== TEKS YANG DISEDIAKAN ==

Sebuah perjalanan yang mengasyikkan dengan kapal cepat menempuh waktu 45 menit. Sekali lagi kita disuguhkan dengan harga tak bersahabat, 60000 IDR. Sedangkan untuk fery biasa, kalau tidak salah saat itu berharga 12.000 IDR. Kami berdua dalam kapal cepat tersebut, tak ada penumpang lain yang kami kenal dan di Sabang sudah tentu kami harus menginap di Losmen, Hotel atau tempat lainnya. Sampai di pulau Sabang yang pernah saya singgahi pada 2001, tak ada perubahan yang berarti baik dari infratruktur jalan, pusat-pusat ekonomi masyarakat dan kegiatan wisata yang berarti, tak ada event yang bisa di jual di sana. Para turis memang ada beberapa orang di kapal tersebut, namun mereka umumnya datang berdasarkan rekomendasi teman yang sudah pernah ke sana dan ingin menikmati kesunyian pulau Rubiah dan kawasan Iboih yang masih cocok untuk bertapa karena hutan yang sedikit masih lebat.
Setelah tiba di sana kami mencari Losmen, hanya ada dua losmen di jalan utama, yang saya sudah lupa namanya. Sedangkan hotel Sabang Hill katanya lagi dalam proses renovasi, sebuah hotel milik pemeritah daerah yang katanya tak membawa untung banyak bagi penghasilan asli daerah. Â Sore hari setelah selesai administrasi pendaftaran kami mengelili Pulau Sabang. Target pertama adalah Iboih, Gapang dan Rubiah. Di sana memang ada bebeapa tempat penyewaan alat untuk menyelam, bagi mereka yang ingin menikmati keindahan bawah laut. Namun tak ada restoran yang bisa dikatakan bisa mewakili untuk orang yang ingin menikmati makanan enak di sana buat para wiasatawan. Hanya ada beberapa warung kecil untuk bisa minum teh manis atau kopi. Namun sekali lagi kawasan perbukitan dan laut telah menjadikan Sabang cuku enak dikunjungi.

===
== DATA YANG DIBERIKAN ==

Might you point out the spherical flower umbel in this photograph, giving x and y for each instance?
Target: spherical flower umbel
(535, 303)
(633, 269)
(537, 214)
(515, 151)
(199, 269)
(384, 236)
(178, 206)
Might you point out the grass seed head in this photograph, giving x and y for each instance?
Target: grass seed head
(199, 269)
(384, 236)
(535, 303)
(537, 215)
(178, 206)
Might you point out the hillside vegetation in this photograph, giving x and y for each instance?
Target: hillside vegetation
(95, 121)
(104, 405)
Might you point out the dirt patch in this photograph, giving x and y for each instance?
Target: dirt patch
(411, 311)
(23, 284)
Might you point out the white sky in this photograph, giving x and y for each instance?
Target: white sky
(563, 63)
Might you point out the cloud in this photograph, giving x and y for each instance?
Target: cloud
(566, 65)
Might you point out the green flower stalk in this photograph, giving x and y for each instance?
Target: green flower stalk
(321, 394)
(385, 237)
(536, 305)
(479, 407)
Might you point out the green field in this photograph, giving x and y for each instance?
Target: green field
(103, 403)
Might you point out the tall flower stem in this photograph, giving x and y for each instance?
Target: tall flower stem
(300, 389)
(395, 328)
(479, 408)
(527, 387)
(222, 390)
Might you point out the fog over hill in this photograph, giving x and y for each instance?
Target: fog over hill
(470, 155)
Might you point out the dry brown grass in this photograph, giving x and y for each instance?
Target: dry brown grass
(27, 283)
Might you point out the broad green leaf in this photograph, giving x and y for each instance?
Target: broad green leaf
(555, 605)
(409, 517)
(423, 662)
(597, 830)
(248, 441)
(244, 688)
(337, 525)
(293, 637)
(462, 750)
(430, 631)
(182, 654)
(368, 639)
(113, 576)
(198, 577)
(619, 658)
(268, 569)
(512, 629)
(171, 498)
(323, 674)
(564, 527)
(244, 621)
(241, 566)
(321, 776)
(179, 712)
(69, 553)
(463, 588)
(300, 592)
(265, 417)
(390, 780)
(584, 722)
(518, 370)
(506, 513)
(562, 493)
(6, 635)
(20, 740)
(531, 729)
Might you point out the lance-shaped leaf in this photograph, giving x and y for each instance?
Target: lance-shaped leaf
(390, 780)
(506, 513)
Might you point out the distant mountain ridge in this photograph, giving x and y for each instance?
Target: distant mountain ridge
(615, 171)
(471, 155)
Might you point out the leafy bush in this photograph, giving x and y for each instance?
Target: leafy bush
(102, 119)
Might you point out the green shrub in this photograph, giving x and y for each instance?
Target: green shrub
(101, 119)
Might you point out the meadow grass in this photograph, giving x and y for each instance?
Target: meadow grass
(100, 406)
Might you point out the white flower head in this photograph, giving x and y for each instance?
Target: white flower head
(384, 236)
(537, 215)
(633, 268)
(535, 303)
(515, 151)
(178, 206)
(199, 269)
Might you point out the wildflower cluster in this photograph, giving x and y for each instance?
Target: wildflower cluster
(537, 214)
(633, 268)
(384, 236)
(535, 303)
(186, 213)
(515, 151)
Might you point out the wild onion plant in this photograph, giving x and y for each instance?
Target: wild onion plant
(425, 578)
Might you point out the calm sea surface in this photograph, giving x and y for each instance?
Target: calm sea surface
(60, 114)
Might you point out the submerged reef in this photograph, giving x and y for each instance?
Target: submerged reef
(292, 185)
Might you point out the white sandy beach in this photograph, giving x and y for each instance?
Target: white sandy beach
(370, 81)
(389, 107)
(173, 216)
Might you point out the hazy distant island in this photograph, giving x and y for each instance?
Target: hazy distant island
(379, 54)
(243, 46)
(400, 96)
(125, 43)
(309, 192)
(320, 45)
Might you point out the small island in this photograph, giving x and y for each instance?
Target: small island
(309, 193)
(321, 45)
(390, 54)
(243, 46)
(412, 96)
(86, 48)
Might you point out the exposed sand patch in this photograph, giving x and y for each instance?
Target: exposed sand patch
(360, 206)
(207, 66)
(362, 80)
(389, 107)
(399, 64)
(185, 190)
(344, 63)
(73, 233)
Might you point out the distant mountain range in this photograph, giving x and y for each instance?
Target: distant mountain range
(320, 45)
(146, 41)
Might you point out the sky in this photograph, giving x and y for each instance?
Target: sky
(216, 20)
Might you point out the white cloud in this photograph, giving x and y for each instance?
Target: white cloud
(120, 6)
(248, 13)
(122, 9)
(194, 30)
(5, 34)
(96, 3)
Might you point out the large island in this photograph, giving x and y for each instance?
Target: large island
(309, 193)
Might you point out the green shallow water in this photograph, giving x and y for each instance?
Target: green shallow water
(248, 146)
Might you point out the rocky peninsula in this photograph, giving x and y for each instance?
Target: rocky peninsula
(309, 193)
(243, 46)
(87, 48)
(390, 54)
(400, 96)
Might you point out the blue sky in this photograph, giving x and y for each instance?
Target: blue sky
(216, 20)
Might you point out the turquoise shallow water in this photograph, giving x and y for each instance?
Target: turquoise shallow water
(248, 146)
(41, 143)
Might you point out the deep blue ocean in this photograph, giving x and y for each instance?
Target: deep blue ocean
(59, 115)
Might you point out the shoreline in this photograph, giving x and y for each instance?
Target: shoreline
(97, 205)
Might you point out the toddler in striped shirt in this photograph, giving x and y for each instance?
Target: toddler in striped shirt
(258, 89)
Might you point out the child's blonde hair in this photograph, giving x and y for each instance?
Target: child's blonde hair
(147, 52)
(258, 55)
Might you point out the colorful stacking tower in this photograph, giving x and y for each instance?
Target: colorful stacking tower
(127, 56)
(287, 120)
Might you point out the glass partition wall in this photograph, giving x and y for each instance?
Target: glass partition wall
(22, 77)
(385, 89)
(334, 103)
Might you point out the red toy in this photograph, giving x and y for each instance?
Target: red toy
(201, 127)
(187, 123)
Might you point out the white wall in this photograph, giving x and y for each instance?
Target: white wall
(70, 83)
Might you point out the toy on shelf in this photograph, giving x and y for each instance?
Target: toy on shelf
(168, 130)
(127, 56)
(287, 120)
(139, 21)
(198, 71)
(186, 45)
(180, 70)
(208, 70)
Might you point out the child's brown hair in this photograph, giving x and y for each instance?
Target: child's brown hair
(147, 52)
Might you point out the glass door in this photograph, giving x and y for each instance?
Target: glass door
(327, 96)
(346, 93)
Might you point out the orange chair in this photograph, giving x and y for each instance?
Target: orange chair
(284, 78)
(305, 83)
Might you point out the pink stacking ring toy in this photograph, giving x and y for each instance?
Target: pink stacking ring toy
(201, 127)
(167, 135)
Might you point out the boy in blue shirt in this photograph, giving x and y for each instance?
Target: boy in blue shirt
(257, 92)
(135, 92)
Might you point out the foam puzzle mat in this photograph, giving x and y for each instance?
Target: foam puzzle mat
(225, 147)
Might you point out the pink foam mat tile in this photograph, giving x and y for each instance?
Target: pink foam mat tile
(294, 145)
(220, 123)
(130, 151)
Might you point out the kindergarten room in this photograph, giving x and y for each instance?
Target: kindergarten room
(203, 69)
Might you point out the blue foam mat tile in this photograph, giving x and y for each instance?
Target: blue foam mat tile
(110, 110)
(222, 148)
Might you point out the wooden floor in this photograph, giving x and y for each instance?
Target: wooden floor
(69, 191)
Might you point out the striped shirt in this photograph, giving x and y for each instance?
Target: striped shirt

===

● **TUGAS YANG DIKERJAKAN**
Menurut teks tentang perjalanan ke Sabang, berapa lama perjalanan dengan kapal cepat? Materi ini berdiri sendiri dan terpisah dari teks.

● **HASIL TUGAS**
Perjalanan dengan kapal cepat menempuh waktu 45 menit.